Work instructions.
Copy the passage of the Q&A with Dr Jemeen Sreedharan from "David Hague Early Career Investigator of" to "of dementia research?" word for word.

Q&A with Dr Jemeen Sreedharan

David Hague Early Career Investigator of the Year 2019, Alzheimer's Research UK
What do you think has been your biggest contribution so far to the field of dementia research?

My most highly cited work is the identification of TDP-43 mutations in patients with MND. However, I think this has been surpassed by our recent TDP-43 knock-in mouse, which revealed a multitude of mechanisms by which these mutations could actually cause dementia. We are the first group to demonstrate that TDP-43 mutations perturb TDP-43 autoregulation, and this is exciting because it immediately suggests therapeutic opportunities. Not only this, but by comparing mutant mice with different phenotypes in our study we think we’ve already identified disease-resistance factors. So, while identifying mutations in humans was important, understanding the mechanisms of these mutations in a physiological ‘knock-in’ system has been an enormous step forward.

What does winning the David Hague Early Career Investigator Award 2019 mean to you?

Data shown.
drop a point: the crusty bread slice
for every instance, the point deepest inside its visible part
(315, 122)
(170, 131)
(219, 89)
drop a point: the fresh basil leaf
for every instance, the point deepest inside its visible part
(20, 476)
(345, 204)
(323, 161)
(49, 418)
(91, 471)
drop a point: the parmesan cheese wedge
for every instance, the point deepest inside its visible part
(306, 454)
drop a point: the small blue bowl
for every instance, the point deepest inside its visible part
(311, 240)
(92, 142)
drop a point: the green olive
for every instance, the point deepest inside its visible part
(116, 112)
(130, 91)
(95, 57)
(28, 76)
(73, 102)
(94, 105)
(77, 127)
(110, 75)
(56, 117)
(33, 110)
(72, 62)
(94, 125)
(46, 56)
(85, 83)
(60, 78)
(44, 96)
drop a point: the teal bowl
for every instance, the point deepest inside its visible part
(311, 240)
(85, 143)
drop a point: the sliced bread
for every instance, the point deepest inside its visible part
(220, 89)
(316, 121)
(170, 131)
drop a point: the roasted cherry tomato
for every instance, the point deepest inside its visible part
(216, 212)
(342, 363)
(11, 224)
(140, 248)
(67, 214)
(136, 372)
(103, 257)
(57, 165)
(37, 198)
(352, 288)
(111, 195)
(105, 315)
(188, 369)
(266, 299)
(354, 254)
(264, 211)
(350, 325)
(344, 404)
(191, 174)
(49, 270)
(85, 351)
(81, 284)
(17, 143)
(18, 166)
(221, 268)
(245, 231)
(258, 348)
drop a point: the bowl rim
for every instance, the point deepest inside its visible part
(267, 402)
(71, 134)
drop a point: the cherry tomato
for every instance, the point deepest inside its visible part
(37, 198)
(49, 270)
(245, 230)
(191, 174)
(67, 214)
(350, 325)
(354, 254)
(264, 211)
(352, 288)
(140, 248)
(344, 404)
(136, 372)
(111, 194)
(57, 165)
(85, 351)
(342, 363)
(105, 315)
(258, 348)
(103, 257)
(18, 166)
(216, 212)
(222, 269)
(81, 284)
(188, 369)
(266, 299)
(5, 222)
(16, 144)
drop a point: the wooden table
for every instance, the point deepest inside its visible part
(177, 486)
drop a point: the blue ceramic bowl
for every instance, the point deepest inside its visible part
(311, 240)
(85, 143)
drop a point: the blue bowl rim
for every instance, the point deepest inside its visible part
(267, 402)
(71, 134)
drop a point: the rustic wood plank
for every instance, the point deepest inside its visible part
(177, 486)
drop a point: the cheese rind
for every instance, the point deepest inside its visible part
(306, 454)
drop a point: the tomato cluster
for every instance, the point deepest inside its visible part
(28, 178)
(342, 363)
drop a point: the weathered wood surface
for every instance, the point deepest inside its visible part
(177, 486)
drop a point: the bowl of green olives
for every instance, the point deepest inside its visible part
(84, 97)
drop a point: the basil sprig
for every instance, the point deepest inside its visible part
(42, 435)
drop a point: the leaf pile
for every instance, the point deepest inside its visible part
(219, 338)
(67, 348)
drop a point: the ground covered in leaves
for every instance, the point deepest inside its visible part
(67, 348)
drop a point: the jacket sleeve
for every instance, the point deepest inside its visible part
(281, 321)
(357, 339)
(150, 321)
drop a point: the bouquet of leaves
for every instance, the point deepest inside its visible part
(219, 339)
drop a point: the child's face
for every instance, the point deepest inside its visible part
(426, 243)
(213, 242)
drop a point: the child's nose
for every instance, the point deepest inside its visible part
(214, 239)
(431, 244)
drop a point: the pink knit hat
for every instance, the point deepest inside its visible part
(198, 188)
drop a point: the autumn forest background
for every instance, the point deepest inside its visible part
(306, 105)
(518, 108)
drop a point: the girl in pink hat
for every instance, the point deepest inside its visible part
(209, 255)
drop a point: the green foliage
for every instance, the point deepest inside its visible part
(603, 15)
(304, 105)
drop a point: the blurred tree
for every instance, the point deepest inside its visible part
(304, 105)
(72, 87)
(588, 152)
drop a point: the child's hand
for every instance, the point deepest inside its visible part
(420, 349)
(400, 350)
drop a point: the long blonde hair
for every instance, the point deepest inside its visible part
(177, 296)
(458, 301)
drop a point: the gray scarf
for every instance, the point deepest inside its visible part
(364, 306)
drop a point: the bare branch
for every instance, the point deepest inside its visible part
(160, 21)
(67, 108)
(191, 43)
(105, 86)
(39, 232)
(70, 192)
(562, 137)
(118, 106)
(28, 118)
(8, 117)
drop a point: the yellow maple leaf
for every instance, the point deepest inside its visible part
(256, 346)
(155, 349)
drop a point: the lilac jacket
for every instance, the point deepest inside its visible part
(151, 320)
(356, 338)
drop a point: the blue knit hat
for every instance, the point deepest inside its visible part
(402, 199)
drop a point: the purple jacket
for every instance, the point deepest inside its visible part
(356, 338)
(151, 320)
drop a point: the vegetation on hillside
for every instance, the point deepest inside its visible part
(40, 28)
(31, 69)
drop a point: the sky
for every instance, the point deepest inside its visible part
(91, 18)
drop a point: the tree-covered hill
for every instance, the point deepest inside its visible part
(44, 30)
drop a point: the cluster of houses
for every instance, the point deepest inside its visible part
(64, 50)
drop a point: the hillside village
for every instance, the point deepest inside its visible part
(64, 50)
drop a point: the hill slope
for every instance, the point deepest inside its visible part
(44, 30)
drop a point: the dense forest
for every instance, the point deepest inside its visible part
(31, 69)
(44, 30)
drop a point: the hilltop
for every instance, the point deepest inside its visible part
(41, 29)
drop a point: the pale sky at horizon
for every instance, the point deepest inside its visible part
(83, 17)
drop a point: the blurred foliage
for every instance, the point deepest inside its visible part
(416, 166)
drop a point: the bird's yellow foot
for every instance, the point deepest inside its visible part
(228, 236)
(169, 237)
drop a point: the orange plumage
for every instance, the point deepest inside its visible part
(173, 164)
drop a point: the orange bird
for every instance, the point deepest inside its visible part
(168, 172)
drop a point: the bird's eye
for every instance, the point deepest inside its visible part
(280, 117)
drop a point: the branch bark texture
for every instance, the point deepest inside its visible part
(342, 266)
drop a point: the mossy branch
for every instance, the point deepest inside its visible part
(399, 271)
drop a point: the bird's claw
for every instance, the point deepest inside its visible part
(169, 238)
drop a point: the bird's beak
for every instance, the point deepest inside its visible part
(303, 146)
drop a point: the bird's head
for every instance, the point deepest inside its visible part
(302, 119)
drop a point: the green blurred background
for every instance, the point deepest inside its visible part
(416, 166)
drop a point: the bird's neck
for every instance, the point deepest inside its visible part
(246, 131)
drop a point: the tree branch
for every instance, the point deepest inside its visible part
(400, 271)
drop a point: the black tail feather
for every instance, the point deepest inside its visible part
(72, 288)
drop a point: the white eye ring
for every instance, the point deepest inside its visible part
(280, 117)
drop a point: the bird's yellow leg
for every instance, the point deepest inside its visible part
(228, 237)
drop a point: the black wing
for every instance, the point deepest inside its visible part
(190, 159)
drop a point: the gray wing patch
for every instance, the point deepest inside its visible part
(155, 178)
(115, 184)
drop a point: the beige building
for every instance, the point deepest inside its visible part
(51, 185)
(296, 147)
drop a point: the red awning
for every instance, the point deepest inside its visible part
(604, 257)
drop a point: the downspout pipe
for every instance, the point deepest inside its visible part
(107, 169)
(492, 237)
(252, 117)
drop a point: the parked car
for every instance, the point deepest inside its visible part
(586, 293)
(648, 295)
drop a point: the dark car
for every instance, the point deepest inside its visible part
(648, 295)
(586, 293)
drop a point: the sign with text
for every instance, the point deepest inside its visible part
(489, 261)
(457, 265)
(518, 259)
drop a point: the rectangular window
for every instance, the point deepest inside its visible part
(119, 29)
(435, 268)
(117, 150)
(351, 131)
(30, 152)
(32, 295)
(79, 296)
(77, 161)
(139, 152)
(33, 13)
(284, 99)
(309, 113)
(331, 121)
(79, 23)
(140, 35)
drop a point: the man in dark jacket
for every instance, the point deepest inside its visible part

Result of this exercise.
David Hague Early Career Investigator of the Year 2019, Alzheimer's Research UK
What do you think has been your biggest contribution so far to the field of dementia research?